# Pointing and labeling entries:
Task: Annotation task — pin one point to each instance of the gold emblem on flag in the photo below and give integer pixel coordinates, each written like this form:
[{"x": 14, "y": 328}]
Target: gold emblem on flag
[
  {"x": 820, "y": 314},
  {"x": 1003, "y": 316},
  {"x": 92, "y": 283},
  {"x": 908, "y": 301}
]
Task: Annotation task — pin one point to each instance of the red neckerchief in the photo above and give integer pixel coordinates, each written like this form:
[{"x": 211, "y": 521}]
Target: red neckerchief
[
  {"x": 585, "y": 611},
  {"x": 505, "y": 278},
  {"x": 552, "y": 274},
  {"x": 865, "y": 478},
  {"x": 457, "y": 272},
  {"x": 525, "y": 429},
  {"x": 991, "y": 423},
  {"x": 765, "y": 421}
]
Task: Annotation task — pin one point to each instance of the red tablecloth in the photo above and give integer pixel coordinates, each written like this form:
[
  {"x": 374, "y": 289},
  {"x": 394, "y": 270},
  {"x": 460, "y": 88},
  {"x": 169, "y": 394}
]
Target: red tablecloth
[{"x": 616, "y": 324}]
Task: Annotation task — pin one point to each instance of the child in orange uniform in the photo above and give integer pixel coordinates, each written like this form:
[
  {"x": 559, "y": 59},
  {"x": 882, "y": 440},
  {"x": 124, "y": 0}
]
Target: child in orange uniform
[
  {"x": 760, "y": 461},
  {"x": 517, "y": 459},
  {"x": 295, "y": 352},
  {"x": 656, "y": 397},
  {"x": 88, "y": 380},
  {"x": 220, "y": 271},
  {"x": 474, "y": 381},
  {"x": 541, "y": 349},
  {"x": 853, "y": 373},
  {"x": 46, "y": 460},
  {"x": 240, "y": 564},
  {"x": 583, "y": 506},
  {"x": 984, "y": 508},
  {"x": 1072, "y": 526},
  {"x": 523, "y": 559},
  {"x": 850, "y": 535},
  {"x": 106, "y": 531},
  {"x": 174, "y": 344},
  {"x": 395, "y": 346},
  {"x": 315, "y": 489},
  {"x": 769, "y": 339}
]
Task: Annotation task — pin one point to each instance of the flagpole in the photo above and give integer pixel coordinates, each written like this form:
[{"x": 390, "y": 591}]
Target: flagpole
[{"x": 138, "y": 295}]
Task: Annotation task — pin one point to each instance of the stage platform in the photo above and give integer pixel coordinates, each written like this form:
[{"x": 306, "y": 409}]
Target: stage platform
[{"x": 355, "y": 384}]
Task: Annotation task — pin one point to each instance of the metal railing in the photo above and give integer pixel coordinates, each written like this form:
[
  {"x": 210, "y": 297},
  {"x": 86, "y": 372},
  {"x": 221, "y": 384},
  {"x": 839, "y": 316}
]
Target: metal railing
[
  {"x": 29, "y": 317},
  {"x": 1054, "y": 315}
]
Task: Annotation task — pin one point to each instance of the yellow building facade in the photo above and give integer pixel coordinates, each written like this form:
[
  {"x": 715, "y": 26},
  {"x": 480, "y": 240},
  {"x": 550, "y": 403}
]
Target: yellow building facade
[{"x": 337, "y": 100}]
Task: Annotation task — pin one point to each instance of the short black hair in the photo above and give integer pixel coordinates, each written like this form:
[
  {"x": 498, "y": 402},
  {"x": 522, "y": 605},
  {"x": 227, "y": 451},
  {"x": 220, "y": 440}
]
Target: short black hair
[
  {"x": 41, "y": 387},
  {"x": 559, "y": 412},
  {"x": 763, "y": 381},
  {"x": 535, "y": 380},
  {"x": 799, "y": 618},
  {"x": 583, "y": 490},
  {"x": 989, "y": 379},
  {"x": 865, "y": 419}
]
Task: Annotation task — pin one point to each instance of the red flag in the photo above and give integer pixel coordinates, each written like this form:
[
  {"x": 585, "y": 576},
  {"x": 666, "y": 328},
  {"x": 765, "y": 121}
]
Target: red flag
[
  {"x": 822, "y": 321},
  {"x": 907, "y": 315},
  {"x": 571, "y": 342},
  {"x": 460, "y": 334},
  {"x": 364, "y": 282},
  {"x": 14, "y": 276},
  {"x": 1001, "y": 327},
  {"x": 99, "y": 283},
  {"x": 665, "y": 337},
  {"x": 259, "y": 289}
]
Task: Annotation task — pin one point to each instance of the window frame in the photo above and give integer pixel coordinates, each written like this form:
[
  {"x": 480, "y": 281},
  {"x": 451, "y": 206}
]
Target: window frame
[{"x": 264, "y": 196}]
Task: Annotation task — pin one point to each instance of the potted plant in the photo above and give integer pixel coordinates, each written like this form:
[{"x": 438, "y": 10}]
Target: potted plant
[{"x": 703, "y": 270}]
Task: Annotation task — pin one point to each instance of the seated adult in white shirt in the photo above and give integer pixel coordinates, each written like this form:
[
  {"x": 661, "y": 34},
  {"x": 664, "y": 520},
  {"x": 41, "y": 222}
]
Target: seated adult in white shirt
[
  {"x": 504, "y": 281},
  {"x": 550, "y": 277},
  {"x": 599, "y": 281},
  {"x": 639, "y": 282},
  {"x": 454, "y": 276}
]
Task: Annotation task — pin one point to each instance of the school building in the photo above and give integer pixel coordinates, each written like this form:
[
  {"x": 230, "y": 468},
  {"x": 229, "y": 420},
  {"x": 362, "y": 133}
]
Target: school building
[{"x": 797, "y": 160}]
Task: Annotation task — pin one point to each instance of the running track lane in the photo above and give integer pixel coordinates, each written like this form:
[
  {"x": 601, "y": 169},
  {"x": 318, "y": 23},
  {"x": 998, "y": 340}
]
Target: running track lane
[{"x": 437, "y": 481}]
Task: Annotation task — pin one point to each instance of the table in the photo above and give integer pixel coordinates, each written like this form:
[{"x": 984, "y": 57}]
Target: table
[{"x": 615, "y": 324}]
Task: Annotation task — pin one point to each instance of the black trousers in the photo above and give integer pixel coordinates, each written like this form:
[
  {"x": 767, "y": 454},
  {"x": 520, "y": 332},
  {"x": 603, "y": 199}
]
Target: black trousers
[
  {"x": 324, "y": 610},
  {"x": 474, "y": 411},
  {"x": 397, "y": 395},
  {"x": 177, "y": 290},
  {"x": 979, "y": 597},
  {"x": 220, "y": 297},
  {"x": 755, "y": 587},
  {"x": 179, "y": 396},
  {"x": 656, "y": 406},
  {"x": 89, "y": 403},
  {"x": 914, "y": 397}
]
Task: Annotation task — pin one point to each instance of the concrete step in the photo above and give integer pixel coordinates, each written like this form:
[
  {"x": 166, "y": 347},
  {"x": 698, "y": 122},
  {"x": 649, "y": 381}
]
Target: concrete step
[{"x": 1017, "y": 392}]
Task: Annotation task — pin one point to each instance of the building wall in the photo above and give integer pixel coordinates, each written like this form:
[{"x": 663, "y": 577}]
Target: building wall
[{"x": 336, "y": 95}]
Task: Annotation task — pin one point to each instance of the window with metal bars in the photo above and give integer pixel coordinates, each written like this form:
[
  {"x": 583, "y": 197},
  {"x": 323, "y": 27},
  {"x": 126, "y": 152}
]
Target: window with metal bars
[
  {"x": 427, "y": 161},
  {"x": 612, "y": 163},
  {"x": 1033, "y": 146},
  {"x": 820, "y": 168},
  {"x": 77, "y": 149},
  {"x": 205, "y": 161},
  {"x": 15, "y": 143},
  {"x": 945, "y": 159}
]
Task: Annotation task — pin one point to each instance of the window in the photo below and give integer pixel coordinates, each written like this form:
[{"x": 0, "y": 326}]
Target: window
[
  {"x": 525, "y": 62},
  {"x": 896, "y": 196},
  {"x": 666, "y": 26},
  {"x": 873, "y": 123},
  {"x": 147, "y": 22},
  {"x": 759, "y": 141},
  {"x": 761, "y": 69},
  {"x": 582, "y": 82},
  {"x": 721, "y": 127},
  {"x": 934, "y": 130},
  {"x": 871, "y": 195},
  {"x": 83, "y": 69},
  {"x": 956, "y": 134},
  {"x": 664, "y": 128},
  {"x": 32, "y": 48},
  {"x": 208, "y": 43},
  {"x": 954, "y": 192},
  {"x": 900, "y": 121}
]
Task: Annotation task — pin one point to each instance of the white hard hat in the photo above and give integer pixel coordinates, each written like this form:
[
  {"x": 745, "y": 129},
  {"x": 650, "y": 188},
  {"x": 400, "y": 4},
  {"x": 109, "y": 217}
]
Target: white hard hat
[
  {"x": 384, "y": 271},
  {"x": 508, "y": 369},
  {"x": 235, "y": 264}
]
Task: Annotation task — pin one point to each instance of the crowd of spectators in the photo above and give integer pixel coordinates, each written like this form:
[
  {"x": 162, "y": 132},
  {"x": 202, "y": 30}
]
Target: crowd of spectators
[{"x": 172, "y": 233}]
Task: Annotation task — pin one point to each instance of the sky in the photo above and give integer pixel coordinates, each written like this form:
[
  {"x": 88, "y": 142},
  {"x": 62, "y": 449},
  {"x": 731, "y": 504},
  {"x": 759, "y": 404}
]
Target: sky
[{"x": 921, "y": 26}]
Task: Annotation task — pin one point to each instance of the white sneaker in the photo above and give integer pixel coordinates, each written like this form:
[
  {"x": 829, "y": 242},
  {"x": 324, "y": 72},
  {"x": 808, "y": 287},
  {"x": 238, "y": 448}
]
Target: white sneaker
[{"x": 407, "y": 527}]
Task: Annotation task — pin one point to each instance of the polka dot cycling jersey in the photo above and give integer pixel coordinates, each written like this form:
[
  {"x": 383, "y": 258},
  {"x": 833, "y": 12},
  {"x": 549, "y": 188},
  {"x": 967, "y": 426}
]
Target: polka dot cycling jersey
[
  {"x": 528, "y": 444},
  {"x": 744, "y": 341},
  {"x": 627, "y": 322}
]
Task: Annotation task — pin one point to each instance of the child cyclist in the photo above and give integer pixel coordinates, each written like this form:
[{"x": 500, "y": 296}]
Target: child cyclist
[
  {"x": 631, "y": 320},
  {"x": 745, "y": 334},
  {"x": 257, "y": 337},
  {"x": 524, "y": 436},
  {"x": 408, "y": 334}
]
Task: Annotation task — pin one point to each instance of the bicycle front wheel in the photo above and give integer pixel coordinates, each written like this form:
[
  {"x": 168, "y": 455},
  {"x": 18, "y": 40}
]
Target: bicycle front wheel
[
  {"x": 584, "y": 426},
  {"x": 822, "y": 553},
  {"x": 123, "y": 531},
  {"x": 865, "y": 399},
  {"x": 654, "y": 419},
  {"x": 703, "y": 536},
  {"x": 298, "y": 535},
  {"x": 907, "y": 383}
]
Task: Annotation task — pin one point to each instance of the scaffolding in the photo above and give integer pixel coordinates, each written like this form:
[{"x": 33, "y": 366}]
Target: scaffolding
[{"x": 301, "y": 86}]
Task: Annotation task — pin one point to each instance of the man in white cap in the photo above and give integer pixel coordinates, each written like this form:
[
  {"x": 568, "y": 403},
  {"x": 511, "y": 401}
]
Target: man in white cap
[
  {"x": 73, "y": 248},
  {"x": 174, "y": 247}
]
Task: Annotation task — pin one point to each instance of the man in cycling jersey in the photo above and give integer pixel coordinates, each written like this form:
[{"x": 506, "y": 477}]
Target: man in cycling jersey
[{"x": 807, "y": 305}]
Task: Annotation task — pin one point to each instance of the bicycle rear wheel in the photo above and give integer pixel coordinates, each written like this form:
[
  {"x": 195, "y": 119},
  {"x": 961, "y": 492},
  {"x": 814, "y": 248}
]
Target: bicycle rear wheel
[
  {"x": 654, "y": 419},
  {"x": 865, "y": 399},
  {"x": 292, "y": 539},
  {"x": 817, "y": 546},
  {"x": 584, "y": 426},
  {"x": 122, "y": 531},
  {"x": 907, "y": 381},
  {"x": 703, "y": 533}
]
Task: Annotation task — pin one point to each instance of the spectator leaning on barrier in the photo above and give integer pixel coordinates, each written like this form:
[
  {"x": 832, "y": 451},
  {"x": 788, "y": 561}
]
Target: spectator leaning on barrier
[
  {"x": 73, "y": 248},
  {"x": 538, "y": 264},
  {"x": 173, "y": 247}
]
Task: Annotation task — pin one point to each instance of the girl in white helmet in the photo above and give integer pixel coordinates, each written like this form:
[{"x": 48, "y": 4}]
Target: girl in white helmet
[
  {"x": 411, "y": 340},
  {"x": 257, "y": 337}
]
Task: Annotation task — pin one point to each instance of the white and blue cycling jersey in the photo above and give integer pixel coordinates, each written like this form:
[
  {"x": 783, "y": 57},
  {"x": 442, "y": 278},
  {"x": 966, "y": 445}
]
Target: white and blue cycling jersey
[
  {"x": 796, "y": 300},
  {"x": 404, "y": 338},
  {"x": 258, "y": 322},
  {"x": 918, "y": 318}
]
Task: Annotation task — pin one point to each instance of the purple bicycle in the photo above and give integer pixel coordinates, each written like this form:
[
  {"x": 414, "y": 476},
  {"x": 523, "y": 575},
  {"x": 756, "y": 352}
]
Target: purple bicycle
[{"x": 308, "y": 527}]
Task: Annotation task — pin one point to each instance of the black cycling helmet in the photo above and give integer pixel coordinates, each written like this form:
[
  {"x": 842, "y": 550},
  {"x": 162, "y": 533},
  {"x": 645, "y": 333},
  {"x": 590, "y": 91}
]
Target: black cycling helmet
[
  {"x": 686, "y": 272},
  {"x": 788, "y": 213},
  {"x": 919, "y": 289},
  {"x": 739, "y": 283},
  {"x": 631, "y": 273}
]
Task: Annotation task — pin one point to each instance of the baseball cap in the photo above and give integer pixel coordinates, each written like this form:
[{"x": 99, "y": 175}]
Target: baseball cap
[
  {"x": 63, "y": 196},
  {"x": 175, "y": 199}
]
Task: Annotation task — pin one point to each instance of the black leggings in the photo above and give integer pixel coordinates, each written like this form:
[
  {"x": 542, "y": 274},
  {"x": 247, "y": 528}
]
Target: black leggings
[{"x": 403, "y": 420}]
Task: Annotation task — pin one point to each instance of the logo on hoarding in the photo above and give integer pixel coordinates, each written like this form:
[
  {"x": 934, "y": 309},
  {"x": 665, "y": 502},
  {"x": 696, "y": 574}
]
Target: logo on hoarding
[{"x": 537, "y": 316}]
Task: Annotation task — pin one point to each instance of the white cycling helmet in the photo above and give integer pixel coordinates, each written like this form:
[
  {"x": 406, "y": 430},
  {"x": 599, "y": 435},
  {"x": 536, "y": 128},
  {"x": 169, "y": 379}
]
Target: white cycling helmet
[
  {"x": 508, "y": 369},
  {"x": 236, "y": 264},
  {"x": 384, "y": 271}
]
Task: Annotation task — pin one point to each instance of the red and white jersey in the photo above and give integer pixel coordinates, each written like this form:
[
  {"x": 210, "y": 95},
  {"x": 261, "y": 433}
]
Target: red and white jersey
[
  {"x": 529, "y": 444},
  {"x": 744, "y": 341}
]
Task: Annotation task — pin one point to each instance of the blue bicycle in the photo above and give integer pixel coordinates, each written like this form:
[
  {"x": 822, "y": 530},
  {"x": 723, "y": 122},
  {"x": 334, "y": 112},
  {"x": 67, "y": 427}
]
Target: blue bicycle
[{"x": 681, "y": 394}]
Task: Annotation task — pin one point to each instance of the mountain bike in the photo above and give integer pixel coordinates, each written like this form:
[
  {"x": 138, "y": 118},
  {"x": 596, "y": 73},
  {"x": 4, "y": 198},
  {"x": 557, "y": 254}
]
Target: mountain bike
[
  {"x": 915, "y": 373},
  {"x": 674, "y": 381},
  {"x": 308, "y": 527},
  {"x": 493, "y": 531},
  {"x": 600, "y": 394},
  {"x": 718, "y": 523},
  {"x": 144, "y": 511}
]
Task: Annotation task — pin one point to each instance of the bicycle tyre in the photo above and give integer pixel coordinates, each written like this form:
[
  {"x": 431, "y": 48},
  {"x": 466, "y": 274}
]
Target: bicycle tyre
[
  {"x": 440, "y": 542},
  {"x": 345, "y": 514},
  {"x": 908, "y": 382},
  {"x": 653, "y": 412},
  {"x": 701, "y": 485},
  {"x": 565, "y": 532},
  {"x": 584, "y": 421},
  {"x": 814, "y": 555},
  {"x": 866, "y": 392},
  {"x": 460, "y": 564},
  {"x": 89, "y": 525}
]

# YOUR TASK:
Write the lines out verbatim, from the one with "the red and" through the last line of the entries, and stop there.

# ANSWER IN FULL:
Task: Annotation task — pin one point to each instance of the red and white jersey in the photo above and give integer pixel coordinates, each written like this form:
[
  {"x": 210, "y": 95},
  {"x": 261, "y": 433}
]
Target: red and white jersey
[
  {"x": 529, "y": 444},
  {"x": 744, "y": 341}
]
Task: Annotation task — pin one point to each instance of the blue bicycle in the photo above and give integer pixel coordinates, each written like this form:
[
  {"x": 822, "y": 530},
  {"x": 723, "y": 122},
  {"x": 334, "y": 112},
  {"x": 67, "y": 427}
]
Target: blue bicycle
[{"x": 681, "y": 394}]
Task: Annotation task — pin one point to each instance of the mountain bike in the photo above and give integer pixel coordinates, each written like this form:
[
  {"x": 138, "y": 118},
  {"x": 596, "y": 73},
  {"x": 4, "y": 198},
  {"x": 557, "y": 254}
]
Target: mountain bike
[
  {"x": 915, "y": 373},
  {"x": 674, "y": 381},
  {"x": 308, "y": 527},
  {"x": 493, "y": 531},
  {"x": 600, "y": 394},
  {"x": 718, "y": 523},
  {"x": 144, "y": 511}
]
Task: Annotation task — pin one point to each instance of the bicycle tyre in the photo above and give integer pixel coordinates, each written like this form:
[
  {"x": 431, "y": 48},
  {"x": 466, "y": 274}
]
Target: bicycle tyre
[
  {"x": 440, "y": 542},
  {"x": 345, "y": 514},
  {"x": 908, "y": 382},
  {"x": 653, "y": 412},
  {"x": 701, "y": 485},
  {"x": 565, "y": 532},
  {"x": 584, "y": 421},
  {"x": 814, "y": 555},
  {"x": 866, "y": 392},
  {"x": 460, "y": 564},
  {"x": 89, "y": 525}
]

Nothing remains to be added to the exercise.